## Consignes:
- a) Relevez tous les noms de lieux géographiques cités dans l'extrait sur l'épidémie en Sicile, légende de la photo comprise.
- b) Prolongez l'extrait sur l'épidémie en Sicile en reprenant après sa dernière phrase.

## Extrait:
⟨
En Sicile : incohérence et confusion

Que faire, maintenant ?

En Sicile : une rue de Valguarnera Foto : Davide Mauro/Wikimédia Commons/CC-BY-SA/4.0Int

(Marc Chaudeur) – Notre amie Rosalia Billeci, médecin à Palerme, nous informe sur la marche des événements en Sicile. La peur règne, la confusion semble s’être installée. Malgré le nombre assez restreint de victimes pour l’instant, tout est en place pour que les choses se passent plutôt mal. A moins qu’on se ressaisisse.

La Sicile est très loin des chiffres vraiment hallucinants de la Lombardie et de quelques autres régions septentrionales de l’Italie (en Lombardie, plus de 27 000 personnes atteintes, et presque 3500 morts !). Le COVID-19 n’a pour le moment fait « que » 8 morts, sur environ 630 personnes infectées. La Sicile, rappelons le, ce sont 5 millions d’habitants sur 26 000 kms2, par conséquent une densité assez forte, à peu près le double de la France. Mais par manque de rigueur, par les effets de la peur bien compréhensible des Siciliens, beaucoup de médecins actifs là-bas craignent que la situation ne tourne à la catastrophe.

Rosalia Billeci est de ceux là. Elle habite à Palerme, dans un quartier à la fois populaire et très central. Pas encore de gentrification, là-bas… Et elle est confrontée depuis le début de l’épidémie à de graves problèmes. Le principal, pour elle, c’est l’absence crasse de prise en charge des malades, dès lors qu’ils sont atteints de fièvre. Une personne atteinte de fièvre, les médecins ne la visitent pas, et les hôpitaux ne la gardent pas. Alors , que peut faire cette personne ? Eh bien, il lui reste à mourir chez elle !, dit Rosalia. Coronavirus ou non. Car la fièvre en soi ne signifie pas grand-chose : en tant que symptôme , elle ne peut être interprétée qu’associée à d’autres symptômes. En Sicile, actuellement, on peut donc mourir sans soins dès lors qu’on présente une température élevée.
⟩
## Données sources:
⟨
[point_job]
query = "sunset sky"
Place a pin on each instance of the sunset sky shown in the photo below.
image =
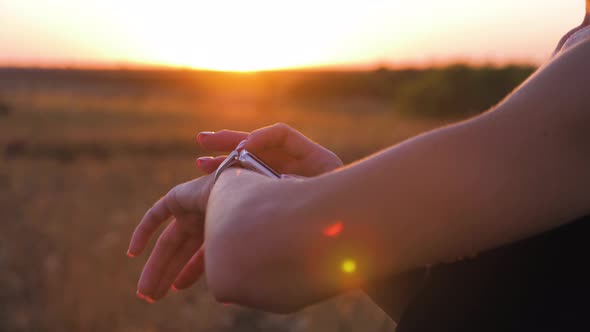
(257, 35)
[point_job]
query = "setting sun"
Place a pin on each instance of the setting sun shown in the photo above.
(260, 35)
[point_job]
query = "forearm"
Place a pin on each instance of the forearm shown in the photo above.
(498, 178)
(503, 176)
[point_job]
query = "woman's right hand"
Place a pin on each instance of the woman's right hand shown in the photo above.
(280, 146)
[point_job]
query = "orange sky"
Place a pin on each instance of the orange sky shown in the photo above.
(257, 35)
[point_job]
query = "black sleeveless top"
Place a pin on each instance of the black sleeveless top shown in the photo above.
(538, 284)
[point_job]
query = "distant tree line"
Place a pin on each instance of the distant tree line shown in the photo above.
(455, 90)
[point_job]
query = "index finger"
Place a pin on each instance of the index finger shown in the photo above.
(154, 217)
(224, 140)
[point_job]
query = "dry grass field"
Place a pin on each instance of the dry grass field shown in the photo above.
(85, 154)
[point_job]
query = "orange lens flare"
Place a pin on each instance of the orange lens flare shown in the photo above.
(348, 266)
(334, 229)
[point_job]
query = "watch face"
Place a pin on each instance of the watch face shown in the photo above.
(251, 162)
(231, 160)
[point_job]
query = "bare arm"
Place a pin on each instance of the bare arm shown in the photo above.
(503, 176)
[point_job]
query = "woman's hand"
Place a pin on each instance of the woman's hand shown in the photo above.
(177, 258)
(282, 147)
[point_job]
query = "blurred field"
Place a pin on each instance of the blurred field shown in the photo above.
(86, 153)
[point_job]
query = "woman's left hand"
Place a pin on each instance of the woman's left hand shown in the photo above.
(177, 258)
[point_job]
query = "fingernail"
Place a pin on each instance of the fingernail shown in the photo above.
(201, 159)
(241, 145)
(141, 296)
(203, 134)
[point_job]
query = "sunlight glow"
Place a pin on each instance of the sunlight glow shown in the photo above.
(348, 266)
(333, 230)
(263, 34)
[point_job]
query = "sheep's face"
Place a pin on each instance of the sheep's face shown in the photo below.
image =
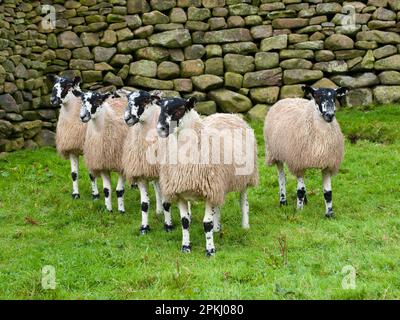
(91, 103)
(325, 99)
(137, 104)
(172, 112)
(63, 88)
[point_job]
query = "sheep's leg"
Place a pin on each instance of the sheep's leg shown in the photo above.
(120, 193)
(217, 219)
(144, 199)
(95, 191)
(159, 200)
(183, 209)
(209, 229)
(74, 175)
(244, 204)
(282, 184)
(189, 210)
(326, 181)
(107, 190)
(301, 193)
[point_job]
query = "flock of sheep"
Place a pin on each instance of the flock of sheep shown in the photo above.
(117, 131)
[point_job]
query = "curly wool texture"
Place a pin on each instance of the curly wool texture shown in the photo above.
(212, 181)
(296, 134)
(141, 139)
(71, 131)
(105, 137)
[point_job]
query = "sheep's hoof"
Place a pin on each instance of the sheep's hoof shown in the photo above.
(210, 253)
(144, 229)
(329, 214)
(168, 227)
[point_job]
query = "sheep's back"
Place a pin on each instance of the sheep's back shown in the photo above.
(103, 148)
(211, 181)
(140, 143)
(294, 134)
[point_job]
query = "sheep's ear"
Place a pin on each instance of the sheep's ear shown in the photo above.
(76, 81)
(179, 112)
(190, 103)
(341, 92)
(106, 95)
(155, 98)
(52, 78)
(308, 90)
(116, 94)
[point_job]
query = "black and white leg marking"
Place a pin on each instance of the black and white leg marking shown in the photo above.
(217, 219)
(95, 191)
(208, 223)
(144, 199)
(282, 184)
(326, 182)
(107, 190)
(301, 193)
(168, 226)
(244, 204)
(185, 220)
(74, 175)
(120, 193)
(159, 200)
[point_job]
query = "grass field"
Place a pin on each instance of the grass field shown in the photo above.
(285, 255)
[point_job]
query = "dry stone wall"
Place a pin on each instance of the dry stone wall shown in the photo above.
(233, 55)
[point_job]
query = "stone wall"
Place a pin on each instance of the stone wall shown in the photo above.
(233, 55)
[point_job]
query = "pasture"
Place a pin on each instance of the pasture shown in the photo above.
(286, 254)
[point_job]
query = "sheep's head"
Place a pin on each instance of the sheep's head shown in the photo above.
(63, 88)
(325, 99)
(91, 103)
(172, 112)
(137, 103)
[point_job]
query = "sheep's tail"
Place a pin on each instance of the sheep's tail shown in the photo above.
(191, 102)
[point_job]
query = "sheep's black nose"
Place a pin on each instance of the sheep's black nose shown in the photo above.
(162, 131)
(328, 117)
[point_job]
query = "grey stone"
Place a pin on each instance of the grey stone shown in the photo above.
(230, 101)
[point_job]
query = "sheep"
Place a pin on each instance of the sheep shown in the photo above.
(70, 132)
(305, 134)
(105, 135)
(141, 115)
(203, 174)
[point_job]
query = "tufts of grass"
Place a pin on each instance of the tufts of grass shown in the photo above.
(285, 255)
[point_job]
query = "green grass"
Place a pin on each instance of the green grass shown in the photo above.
(98, 255)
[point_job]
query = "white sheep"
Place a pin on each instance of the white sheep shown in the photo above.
(105, 135)
(142, 115)
(70, 132)
(205, 159)
(305, 134)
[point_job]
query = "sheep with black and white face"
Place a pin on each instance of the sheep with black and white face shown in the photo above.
(305, 134)
(70, 132)
(105, 136)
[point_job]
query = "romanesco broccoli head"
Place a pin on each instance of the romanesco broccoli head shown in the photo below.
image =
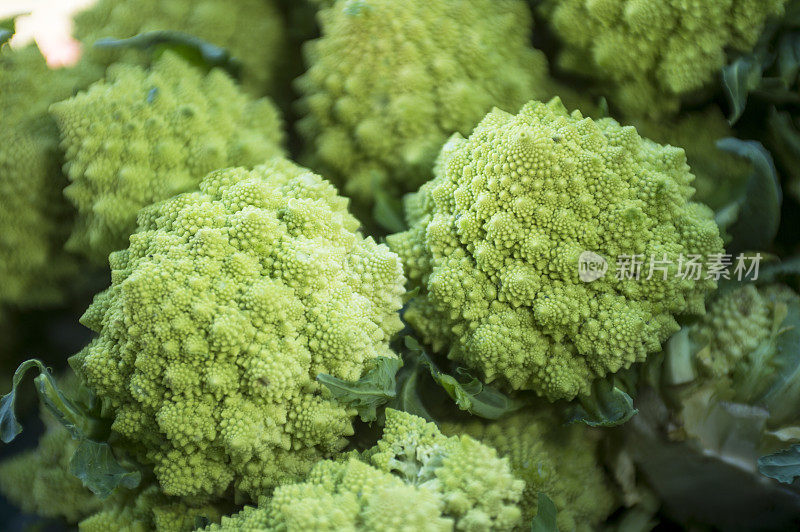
(389, 81)
(221, 313)
(39, 481)
(141, 136)
(35, 218)
(745, 350)
(149, 510)
(496, 238)
(653, 53)
(251, 30)
(558, 460)
(349, 495)
(718, 173)
(414, 479)
(478, 488)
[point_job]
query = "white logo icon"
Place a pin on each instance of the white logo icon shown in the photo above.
(591, 266)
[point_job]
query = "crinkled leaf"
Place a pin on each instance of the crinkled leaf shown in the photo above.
(468, 392)
(94, 463)
(546, 513)
(191, 48)
(739, 79)
(760, 204)
(783, 466)
(607, 406)
(376, 388)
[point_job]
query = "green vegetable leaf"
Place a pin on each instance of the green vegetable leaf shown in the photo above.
(545, 519)
(783, 466)
(739, 79)
(759, 206)
(94, 463)
(606, 406)
(468, 392)
(376, 388)
(193, 49)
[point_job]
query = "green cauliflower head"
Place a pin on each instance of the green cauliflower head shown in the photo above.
(149, 510)
(653, 53)
(252, 31)
(141, 136)
(496, 238)
(221, 313)
(34, 219)
(415, 478)
(559, 461)
(389, 81)
(745, 350)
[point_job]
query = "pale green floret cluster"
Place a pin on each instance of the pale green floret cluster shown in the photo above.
(389, 81)
(34, 218)
(414, 479)
(148, 510)
(252, 31)
(261, 282)
(653, 53)
(39, 482)
(496, 238)
(141, 136)
(558, 460)
(718, 173)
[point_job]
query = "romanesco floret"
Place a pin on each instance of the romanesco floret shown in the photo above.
(478, 487)
(148, 510)
(389, 81)
(221, 313)
(415, 478)
(738, 350)
(718, 173)
(559, 461)
(39, 481)
(142, 136)
(34, 218)
(653, 53)
(251, 30)
(496, 238)
(344, 496)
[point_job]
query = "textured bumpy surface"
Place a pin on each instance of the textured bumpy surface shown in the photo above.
(496, 237)
(221, 313)
(148, 510)
(34, 218)
(653, 52)
(389, 81)
(559, 461)
(418, 479)
(141, 136)
(718, 173)
(251, 30)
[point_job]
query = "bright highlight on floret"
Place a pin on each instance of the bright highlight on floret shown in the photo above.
(34, 218)
(389, 81)
(557, 460)
(252, 31)
(652, 53)
(141, 136)
(415, 478)
(496, 238)
(222, 312)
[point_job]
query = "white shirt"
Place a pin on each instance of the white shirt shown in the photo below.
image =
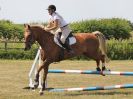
(61, 21)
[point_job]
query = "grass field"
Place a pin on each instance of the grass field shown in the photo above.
(14, 77)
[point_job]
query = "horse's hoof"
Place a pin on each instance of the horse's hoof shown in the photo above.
(98, 69)
(32, 88)
(41, 93)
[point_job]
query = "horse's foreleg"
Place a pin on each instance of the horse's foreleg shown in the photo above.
(44, 79)
(103, 63)
(37, 76)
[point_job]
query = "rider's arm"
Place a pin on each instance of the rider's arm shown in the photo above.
(54, 26)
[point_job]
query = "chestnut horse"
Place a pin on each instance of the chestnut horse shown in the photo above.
(91, 45)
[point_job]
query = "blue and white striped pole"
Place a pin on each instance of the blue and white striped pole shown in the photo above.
(93, 88)
(91, 72)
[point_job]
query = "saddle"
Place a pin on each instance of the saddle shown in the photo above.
(67, 39)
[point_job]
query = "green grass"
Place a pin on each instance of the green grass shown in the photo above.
(14, 77)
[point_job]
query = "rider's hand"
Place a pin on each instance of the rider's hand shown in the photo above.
(46, 29)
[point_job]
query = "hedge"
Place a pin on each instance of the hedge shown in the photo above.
(117, 50)
(111, 28)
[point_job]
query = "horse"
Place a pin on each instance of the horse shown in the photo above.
(91, 45)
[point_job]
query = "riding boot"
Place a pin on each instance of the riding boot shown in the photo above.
(68, 47)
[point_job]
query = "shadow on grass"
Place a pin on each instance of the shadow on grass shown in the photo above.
(99, 93)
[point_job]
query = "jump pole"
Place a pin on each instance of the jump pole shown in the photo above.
(92, 88)
(91, 72)
(33, 70)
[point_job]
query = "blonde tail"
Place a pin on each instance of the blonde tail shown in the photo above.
(102, 46)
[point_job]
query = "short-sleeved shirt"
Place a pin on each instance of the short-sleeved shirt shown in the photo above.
(55, 16)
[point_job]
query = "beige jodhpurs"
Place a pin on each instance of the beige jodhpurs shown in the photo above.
(65, 32)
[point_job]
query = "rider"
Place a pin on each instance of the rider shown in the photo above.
(58, 24)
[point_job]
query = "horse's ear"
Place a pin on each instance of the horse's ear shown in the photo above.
(27, 26)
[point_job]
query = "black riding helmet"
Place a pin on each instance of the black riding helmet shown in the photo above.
(51, 7)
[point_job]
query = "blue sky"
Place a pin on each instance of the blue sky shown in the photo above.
(26, 11)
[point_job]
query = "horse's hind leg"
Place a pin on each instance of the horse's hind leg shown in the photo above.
(98, 65)
(103, 63)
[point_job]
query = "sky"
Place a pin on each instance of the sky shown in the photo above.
(27, 11)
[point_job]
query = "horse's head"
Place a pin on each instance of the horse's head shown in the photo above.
(28, 36)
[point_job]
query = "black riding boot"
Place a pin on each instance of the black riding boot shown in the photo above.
(68, 47)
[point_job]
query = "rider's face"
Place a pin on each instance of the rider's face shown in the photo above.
(50, 11)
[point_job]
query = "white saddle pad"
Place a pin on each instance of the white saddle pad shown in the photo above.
(72, 40)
⟩
## Réponses:
- a) Sicile, Valguarnera, Palerme, Lombardie, Italie, France

- b)
Rosalia évoque une situation très difficile où se mêlent peur, inaction, confusion, improvisation et, pour finir, « régression » : régression des mœurs, de l’entraide, du simple respect. Notamment quand après avoir tout essayé, le ou la malade, qui n’est pris en charge ni par les hôpitaux, ni par les médecins, est visité par les secours publics (en Italie, le 112) sous l’aspect d’un infirmier revêtu d’une combinaison hyper-étanche d’extra-terrestre ; terreur dans l’immeuble, branle-bas de combat, et mise à l’isolement social du patient !

Dans une interview publiée par le journal sicilien Meridionews, Rosalia donne l’exemple d’une femme de 50 ans – relativement jeune, donc – souffrant d’une maladie des ganglions, sans rhume, ni difficultés respiratoires, sans aucun contact avec des personnes à risque. Aucune visite d’un quelconque médecin ; on lui prescrit des antibiotiques, qui s’avèrent inefficaces. Rosalia et son médecin traitant (virtuel) lui suggèrent donc de se rendre à l’hôpital le plus proche, au centre de l’Ile. Mais là-bas, personne ne l’examine !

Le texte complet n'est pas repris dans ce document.